## Given problem
Write out the lines of the records below verbatim, keeping every one unchanged.

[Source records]
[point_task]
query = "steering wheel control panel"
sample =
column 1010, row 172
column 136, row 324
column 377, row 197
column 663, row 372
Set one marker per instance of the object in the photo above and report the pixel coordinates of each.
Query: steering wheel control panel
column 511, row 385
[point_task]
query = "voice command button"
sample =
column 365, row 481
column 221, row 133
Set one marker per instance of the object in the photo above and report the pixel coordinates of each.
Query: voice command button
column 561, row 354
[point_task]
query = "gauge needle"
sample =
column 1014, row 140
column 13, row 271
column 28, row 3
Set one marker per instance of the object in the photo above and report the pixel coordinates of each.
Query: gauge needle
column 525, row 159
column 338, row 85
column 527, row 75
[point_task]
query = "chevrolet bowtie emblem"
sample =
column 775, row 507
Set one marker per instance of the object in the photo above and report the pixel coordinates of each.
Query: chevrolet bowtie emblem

## Final result
[point_task]
query = "steering wheel control panel"
sample =
column 1010, row 172
column 136, row 324
column 377, row 197
column 663, row 372
Set one marker per instance of the object in the photo above and report the pixel coordinates of each.
Query: steering wheel control panel
column 511, row 385
[point_task]
query = "voice command button"
sample =
column 365, row 481
column 221, row 133
Set one marker per instance of the object in the photo above and report the pixel coordinates of each.
Query: voice command button
column 561, row 354
[point_task]
query = "gauge needle"
sample =
column 1014, row 140
column 13, row 271
column 28, row 3
Set one marker per instance of the object in the photo above and report the pixel coordinates of each.
Query: gauge needle
column 525, row 159
column 338, row 85
column 527, row 75
[point_task]
query = "chevrolet bowtie emblem"
sample =
column 775, row 507
Set one marker per instance of the object in the photo above and report the pixel coordinates of each.
Query: chevrolet bowtie emblem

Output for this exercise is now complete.